-- WRITTEN TASK 1 --
Shorten the paragraph of the Jay Hickman biography that begins "Hickman was born in Winston-Salem", keeping its main facts.
-- WRITTEN TASK 2 --
Carry the Jay Hickman biography forward from its final sentence.
--- SELECTION ---
= Jay Hickman (comedian) =

American comedian (1955–1993)

Jay Hickman (April 19, 1955 – March 13, 1993) was an American comedian known for his often-bawdy material. Despite his death in the early 1990s, his legacy of Southern-based material still enjoys a cult following.

==Early life==
Hickman was born in Winston-Salem, North Carolina and was known as a "truck-stop" comedian, which denotes a genre of comedy that was meant to appeal to a Southern grass roots demographic and whose material was marketed mainly through truck stops. He started his career at the young age of 15 when he won a North Carolina state talent show, sponsored by the Women's Club of America. Later, the great comedian Jackie Gleason saw him perform, and one of Gleason's friends quickly hired the unknown comic to perform on cruise ships, eventually progressing to fame performing in strip clubs throughout the Southeastern United States.
--- RECORDS SUPPLIED ---
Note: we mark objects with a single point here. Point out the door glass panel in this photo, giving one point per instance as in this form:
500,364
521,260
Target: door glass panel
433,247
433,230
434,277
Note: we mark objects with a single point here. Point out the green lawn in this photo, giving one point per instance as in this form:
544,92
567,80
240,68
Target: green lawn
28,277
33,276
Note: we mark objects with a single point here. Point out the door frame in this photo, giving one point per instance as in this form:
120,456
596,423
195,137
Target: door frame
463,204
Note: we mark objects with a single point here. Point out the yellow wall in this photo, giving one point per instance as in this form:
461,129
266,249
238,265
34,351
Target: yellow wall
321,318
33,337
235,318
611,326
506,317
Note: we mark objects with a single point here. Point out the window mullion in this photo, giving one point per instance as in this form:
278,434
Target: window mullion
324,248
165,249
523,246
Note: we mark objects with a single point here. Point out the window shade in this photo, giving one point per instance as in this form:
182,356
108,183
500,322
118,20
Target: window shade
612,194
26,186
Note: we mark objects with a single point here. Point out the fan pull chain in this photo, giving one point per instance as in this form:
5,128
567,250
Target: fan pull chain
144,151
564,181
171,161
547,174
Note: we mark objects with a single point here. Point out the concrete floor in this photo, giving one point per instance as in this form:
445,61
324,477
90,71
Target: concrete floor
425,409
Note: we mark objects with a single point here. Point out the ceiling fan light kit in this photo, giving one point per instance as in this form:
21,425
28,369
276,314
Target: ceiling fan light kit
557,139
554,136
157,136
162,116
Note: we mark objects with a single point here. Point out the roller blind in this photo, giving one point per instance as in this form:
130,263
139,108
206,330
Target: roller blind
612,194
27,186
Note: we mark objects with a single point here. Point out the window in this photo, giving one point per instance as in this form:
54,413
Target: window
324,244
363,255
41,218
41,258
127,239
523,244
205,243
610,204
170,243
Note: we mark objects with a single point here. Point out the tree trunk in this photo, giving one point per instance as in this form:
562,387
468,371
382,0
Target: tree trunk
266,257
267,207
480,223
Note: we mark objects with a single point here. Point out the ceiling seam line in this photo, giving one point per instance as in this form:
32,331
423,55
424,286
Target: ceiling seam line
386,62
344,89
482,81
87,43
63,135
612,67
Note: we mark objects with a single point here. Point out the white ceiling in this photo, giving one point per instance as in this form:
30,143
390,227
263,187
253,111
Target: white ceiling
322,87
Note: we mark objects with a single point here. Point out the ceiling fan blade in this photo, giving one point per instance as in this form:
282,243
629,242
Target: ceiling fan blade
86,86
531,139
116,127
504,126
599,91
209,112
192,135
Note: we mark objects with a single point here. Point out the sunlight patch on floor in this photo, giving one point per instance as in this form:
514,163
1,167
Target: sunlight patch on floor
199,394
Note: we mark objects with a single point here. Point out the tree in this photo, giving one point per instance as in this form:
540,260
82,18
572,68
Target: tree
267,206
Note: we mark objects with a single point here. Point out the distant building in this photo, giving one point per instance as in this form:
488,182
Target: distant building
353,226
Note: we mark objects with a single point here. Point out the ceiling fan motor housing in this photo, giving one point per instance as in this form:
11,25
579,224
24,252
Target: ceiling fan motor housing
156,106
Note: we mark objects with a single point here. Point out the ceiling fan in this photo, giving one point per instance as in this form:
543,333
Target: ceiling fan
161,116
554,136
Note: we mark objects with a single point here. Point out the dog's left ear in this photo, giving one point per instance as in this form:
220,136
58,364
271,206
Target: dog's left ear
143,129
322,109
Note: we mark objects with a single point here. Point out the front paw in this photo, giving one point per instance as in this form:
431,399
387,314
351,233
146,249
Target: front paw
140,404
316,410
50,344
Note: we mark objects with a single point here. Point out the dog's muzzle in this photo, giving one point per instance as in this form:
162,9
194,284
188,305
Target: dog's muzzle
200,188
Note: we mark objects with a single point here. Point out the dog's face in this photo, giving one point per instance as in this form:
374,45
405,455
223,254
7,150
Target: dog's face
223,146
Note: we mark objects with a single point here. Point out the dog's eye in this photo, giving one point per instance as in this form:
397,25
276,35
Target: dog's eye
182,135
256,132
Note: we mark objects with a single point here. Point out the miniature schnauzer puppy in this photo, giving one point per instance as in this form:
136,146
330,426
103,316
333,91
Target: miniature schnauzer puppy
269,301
---
-- WRITTEN REPLY 1 --
Born in Winston-Salem, North Carolina, Hickman was a "truck-stop" comedian, a genre aimed at a Southern grass roots audience and sold mainly through truck stops. At 15 he won a North Carolina state talent show sponsored by the Women's Club of America. After Jackie Gleason saw him perform, one of Gleason's friends hired him to work on cruise ships. He went on to fame performing in strip clubs across the Southeastern United States.

-- WRITTEN REPLY 2 --
== Career ==
It is from those venues that he created and enjoyed a cult, underground following of fans who mainly owned his self-produced cassette tapes of those strip club performances which were self-distributed by him prior to his record deal with Laughing Hyena Records, the same label which discovered comedian Jeff Foxworthy. A total of 7 CDs were released and are still available through the company's web site. Hickman also appeared on HBO, Showtime, and The Playboy Channel; performed on the Hee Haw television show; opened shows for comedians Jackie Gleason and Sammy Davis Jr.; and opened concerts for musical artists Tom Jones, Liza Minnelli, Tanya Tucker, Aretha Franklin, Mel Torme, Anita Baker, Lee Greenwood and George Jones.

=== Popular material ===
Perhaps his most enduring story was called "Boat Ride", about a male character with a harelip who takes girls out on a boat ride in order to gain sexual favors ("put out or swim" or as Jay said it, "Put out, or thwim!"), a trick which ultimately turns against him.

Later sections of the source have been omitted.